■ Reading passage
+---+

I just am... what?
So in the middle of a month-long hospitalization (which ended about a week ago), t told me she thought we ought to find me another therapist. Her arguments were not unreasonable (e.g. I am quite sick but she can only see me once a week reliably b/c she works for a public clinic, she I work for the same small hospital system which has occasionally led to s**tty/awkward moments, etc.) but it still felt really awful.
Possible trigger:
Things were complicated by the fact that during a phone call to my inpt doc she said it felt like my intense suicidality was holding a gun to our heads in therapy, and then my inpt doc relayed this comment to me. My response to this was, like, "eff you it isn't my fault I am so sick. I didn't mix my DNA or concoct my childhood environment, and despite undertaking *literally everything* within my power to get better (and doing so in good faith), I am still sick as s***. And the intensity of my illness was 100% conveyed to you when you agreed to take me on (by me, by my former providers)--if you didn't want to deal with suicidal patients you should not have gone into psych, and if you didn't want to deal with me you should have declined to take me on. And furthermore I am a freaking Responsible Depressed Person--when my suicidality gets really intense I do what I have to do to keep myself safe. I have been unfailingly (and sometimes humiliatingly) honest. I have given my friends keys/meds/knives to hold, I have spent nights on friends' couches, I have walked myself to the nearest ER and said, 'hello there, I need to be admitted to your psychiatric facility, please.' So like 100% f*** you for that sentiment."
But during our session today she said, “I’m having a very difficult time finding someone who is able to see you 2-3x/wk and is reasonably close geographically and is willing to work with your insurance/HR department to make a single-case agreement... so how do you feel about us returning to our former frame and continuing to work together?"

+---+

■ Stored data
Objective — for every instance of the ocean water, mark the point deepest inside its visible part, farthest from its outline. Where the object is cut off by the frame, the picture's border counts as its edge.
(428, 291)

+---+

■ Exercise set
(a) In the therapy post, rewrite the stretch from "I just am..." up to and including "felt really awful.", swapping "public clinic" for "community clinic".
(b) Answer these questions about the therapy post:
(i) How long was the writer's hospitalization?
(ii) What items has the writer given friends to hold?
(iii) How often per week does the therapist say the writer needs to be seen?
(c) Continue the therapy post from its last sentence.
The listing is separate material and has no connection to the therapy post.

■ Response list
(a)
I just am... what?
So in the middle of a month-long hospitalization (which ended about a week ago), t told me she thought we ought to find me another therapist. Her arguments were not unreasonable (e.g. I am quite sick but she can only see me once a week reliably b/c she works for a community clinic, she I work for the same small hospital system which has occasionally led to s**tty/awkward moments, etc.) but it still felt really awful.

(b)
(i) About a month.
(ii) Keys, meds, and knives.
(iii) Two to three times a week.

(c)
I had not been expecting that at all... and after sitting quietly for a while I said, "I'm not really sure how to respond to that." I told her how even though cognitively I understood her arguments about why switching providers could be a good idea (and even agreed with some of the arguments), emotionally I experienced her suggestion as rejection/abandonment and felt angry/hurt in response. (It also stirred up this thing I have about feeling like I'm too needy or "too much" for people.) And those feelings are still there--it feels like there's a crack in the foundation, and I'm not sure about what to do about the crack. (We were going to have to deal with the crack whether or not I switched ts, but it's gonna be more important and more difficult if she and I stick it out.) I had expressed snippets of these thoughts and feelings to her over the phone in the hospital but it had been hard to have a real conversation (in part because our phone calls in the hospital were never very long--she always had to go after 5-10 min).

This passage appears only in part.